Problems to solve
1. According to the ms2lda.org text, what does MotifDB store?
2. Copy the records word for word, from their start through the line containing "246 165 L 244", including both ends, and leave the pictures out.

In recent years, algorithms that propose chemical substructures and candidate structures for mass features have become available.23–26 For example, MAGMa maps possible candidate molecules to MS/MS spectra in experimental data by assigning possible substructures from a candidate molecule to the mass fragments, and subsequently ranks different candidate molecules using those annotations based on a relatively simple scoring algorithm.27 A complementary strategy towards structural annotation is to predict molecular properties such as fingerprints or classification based on spectral features.28,29 For example, ClassyFire30 allows the classification of known molecular structures based on a consistent ontology of chemical descriptors.
In this work, we demonstrate how the integration of both MAGMa and ClassyFire terms within the ms2lda.org application facilitates the structural characterisation of a larger number of discovered Mass2Motifs. The extensions to the original ms2lda.org platform presented here are shown schematically in Fig. 1. MAGMa is used for the automated annotation of mass and neutral loss features within Mass2Motifs discovered from reference spectra, using the known chemical structures as candidates. These Mass2Motifs can then be compared with Mass2Motifs discovered in other experiments, increasing annotation coverage.
ClassyFire terms are used in two ways. Firstly, Mass2Motifs derived from reference spectra are mined for terms enriched in the molecules in which the Mass2Motifs are present. This provides rich structural information about the Mass2Motifs, against which newly discovered Mass2Motifs can be queried. Secondly, using the terms from known reference spectra, we present a machine learning approach (ClassyFirePredict) that predicts terms for spectra from experimental data. Mass2Motifs derived from these experimental data can then be mined for enriched terms based upon the predictions. Using a publicly available annotated MS2LDA experiment, we show how this can guide the user for annotation of fragment-based Mass2Motifs such as flavonoid and saccharide related motifs. Both ClassyFire systems are available at ms2lda.org.
Finally, to effectively reuse previously annotated motifs, we introduce MotifDB (available from ms2lda.org).31 MotifDB stores annotated Mass2Motifs with their MS/MS features. A number of annotated Mass2Motif sets from various sources including plant extracts, urine, and standards, are already available for matching against Mass2Motifs discovered in new experiments.
We expect that the augmentations to the ms2lda.org web app will allow researchers to more rapidly decipher complex mixtures and create annotated and curated sets of Mass2Motifs. Those in turn will be effective in future experiments to more quickly assess the presence of specific molecular types in complex mixtures and assess the chemical diversity of those mixtures based on substructure recognition. We expect these substructure-based annotation strategies to become essential for deciphering complex mixtures and enabling meaningful biochemical interpretation.

Working data
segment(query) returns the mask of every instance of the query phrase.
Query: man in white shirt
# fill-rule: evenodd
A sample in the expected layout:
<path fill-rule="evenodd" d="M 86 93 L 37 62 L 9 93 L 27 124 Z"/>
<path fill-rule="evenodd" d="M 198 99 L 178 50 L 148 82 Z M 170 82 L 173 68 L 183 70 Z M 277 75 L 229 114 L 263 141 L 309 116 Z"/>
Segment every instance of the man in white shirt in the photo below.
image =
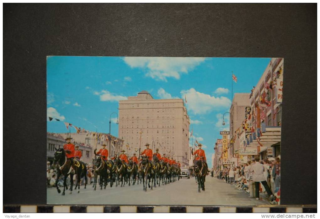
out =
<path fill-rule="evenodd" d="M 231 183 L 235 182 L 235 171 L 233 168 L 231 168 L 229 171 L 229 181 L 231 184 Z"/>
<path fill-rule="evenodd" d="M 246 165 L 244 167 L 244 176 L 245 177 L 245 179 L 247 180 L 248 180 L 249 174 L 250 173 L 250 169 L 251 168 L 251 166 L 250 165 L 251 163 L 251 161 L 248 161 L 248 164 Z"/>
<path fill-rule="evenodd" d="M 268 186 L 266 179 L 263 174 L 264 171 L 264 167 L 263 165 L 259 162 L 260 159 L 259 158 L 256 158 L 255 159 L 256 163 L 252 165 L 251 167 L 251 171 L 253 173 L 252 176 L 252 180 L 254 182 L 255 187 L 255 197 L 257 199 L 259 199 L 259 184 L 261 182 L 261 184 L 263 185 L 267 193 L 269 195 L 271 195 L 272 192 L 270 191 L 270 189 Z"/>

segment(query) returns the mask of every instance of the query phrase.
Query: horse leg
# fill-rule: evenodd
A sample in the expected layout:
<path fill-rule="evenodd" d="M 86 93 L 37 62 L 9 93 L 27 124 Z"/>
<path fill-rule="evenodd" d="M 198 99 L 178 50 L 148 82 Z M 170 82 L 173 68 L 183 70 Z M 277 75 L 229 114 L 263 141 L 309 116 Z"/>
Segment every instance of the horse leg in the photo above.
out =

Answer set
1. Annotated Mass2Motifs with their MS/MS features.

2.
segment(query) returns the mask of every instance of the query phrase.
Query: man in white shirt
# fill-rule: evenodd
A sample in the expected layout:
<path fill-rule="evenodd" d="M 86 93 L 37 62 L 9 93 L 27 124 Z"/>
<path fill-rule="evenodd" d="M 198 99 L 178 50 L 148 82 Z M 170 82 L 173 68 L 183 70 Z M 277 75 L 229 114 L 263 141 L 309 116 Z"/>
Segment every instance of the man in white shirt in the photo below.
image =
out =
<path fill-rule="evenodd" d="M 231 183 L 235 182 L 235 171 L 233 168 L 231 168 L 229 171 L 229 181 L 231 184 Z"/>
<path fill-rule="evenodd" d="M 246 165 L 244 167 L 244 176 L 245 177 L 245 179 L 247 180 L 248 180 L 249 174 L 250 173 L 250 169 L 251 168 L 251 166 L 250 165 L 251 163 L 251 161 L 248 161 L 248 164 Z"/>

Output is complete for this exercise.